- [Text section]
Pattern and Outcome of Newborn Emergencies in a Tertiary Center, Lagos, Nigeria

Document Type: Original Article


1 Lagos University Teaching Hospital, Lagos, Nigeria/ University of Lagos, College of Medicine, Lagos, Nigeria

2 Lagos University Teaching Hospital, Lagos, Nigeria

3 Lagos University Teaching Hospital, Lagos, Nigeria/University of Lagos, College of Medicine, Lagos, Nigeria


Background: Neonatal mortality had not changed significantly in the last decade in African countries particularly in Nigeria; however, under-five mortality had reduced significantly. Nigeria with a quarter of maternal and under-five mortality is among ten countries with the highest neonatal mortality. Previous studies had shown patterns of newborn morbidity and mortality; however, no study has been conducted in this regard recently. The present study aimed to ascertain the current patterns of newborn morbidity and mortality.
Methods: A retrospective review of records of all newborn admissions over a period of one year was carried out. Extracted data include age, gender, diagnosis on admission outcome, and cause of mortality. The frequency of morbidity and outcome variables were analyzed and then calculated.
Results: The major reason for admission was jaundice 29.6% followed by asphyxia 25%, sepsis 16.1%, and prematurity 9%. The neonatal mortality rate was 12.5% with more than half of the deaths occurring within 24 hours and almost all within 72 hours. Causes of death were asphyxia 58.2%, jaundice 16.4%, sepsis 10 .4%, and prematurity 3%. More than half of the neonates with asphyxia were likely to die within 24 hours.
Conclusion: Asphyxia, jaundice, sepsis, and prematurity were the major causes of morbidity. In addition, asphyxia is still a major cause of preventable death in newborns in Nigeria.

- [Entries shown]
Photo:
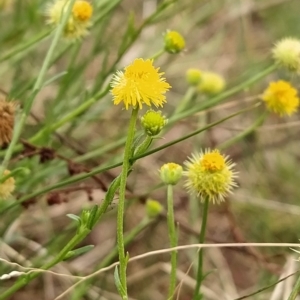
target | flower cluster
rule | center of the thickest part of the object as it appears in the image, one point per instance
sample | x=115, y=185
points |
x=210, y=175
x=286, y=53
x=281, y=98
x=79, y=20
x=140, y=83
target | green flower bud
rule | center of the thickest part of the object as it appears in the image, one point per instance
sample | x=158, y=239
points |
x=153, y=122
x=174, y=42
x=153, y=208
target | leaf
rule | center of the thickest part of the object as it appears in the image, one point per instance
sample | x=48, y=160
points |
x=74, y=217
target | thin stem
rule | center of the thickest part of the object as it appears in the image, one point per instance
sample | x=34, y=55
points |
x=101, y=169
x=24, y=280
x=295, y=291
x=36, y=88
x=217, y=99
x=173, y=241
x=258, y=122
x=197, y=294
x=120, y=218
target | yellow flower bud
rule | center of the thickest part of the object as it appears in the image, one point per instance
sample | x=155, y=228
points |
x=286, y=53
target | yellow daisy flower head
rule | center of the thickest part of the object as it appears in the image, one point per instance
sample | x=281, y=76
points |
x=79, y=20
x=281, y=98
x=7, y=187
x=286, y=53
x=174, y=42
x=211, y=83
x=210, y=175
x=140, y=83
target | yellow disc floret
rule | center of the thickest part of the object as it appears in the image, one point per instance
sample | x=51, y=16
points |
x=213, y=161
x=210, y=175
x=281, y=98
x=78, y=21
x=286, y=53
x=139, y=84
x=82, y=10
x=7, y=187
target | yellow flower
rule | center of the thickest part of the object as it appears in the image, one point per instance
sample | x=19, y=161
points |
x=210, y=175
x=174, y=42
x=281, y=98
x=140, y=84
x=286, y=53
x=7, y=112
x=82, y=10
x=79, y=20
x=7, y=187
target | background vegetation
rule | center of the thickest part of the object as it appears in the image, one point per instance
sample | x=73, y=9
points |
x=61, y=145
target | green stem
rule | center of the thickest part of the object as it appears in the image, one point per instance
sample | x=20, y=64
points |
x=244, y=133
x=173, y=242
x=37, y=86
x=121, y=205
x=102, y=169
x=197, y=293
x=107, y=260
x=19, y=48
x=213, y=101
x=24, y=280
x=296, y=290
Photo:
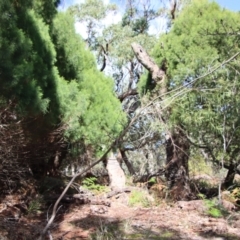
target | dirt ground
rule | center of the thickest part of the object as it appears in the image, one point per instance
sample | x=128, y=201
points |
x=179, y=220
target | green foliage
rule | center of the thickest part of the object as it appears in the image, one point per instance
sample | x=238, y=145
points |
x=92, y=185
x=214, y=210
x=47, y=71
x=203, y=91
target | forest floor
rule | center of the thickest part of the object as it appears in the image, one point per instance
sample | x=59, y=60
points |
x=166, y=221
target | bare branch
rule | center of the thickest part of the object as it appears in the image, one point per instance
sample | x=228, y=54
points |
x=144, y=58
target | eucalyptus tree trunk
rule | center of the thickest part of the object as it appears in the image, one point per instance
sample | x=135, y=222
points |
x=115, y=172
x=177, y=145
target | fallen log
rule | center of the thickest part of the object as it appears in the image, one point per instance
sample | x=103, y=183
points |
x=81, y=199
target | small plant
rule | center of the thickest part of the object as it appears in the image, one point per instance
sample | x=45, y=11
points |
x=214, y=210
x=92, y=185
x=138, y=198
x=107, y=232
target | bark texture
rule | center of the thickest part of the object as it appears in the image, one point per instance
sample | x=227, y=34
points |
x=177, y=145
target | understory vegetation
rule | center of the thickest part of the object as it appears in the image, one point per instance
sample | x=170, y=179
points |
x=120, y=113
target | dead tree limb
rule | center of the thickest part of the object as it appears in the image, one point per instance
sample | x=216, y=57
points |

- [What needs to be done] Return, word for word, the part of the newborn emergencies study above that opens with the words containing "Results: The major" and closes with "newborns in Nigeria.".

- [Result of the exercise]
Results: The major reason for admission was jaundice 29.6% followed by asphyxia 25%, sepsis 16.1%, and prematurity 9%. The neonatal mortality rate was 12.5% with more than half of the deaths occurring within 24 hours and almost all within 72 hours. Causes of death were asphyxia 58.2%, jaundice 16.4%, sepsis 10 .4%, and prematurity 3%. More than half of the neonates with asphyxia were likely to die within 24 hours.
Conclusion: Asphyxia, jaundice, sepsis, and prematurity were the major causes of morbidity. In addition, asphyxia is still a major cause of preventable death in newborns in Nigeria.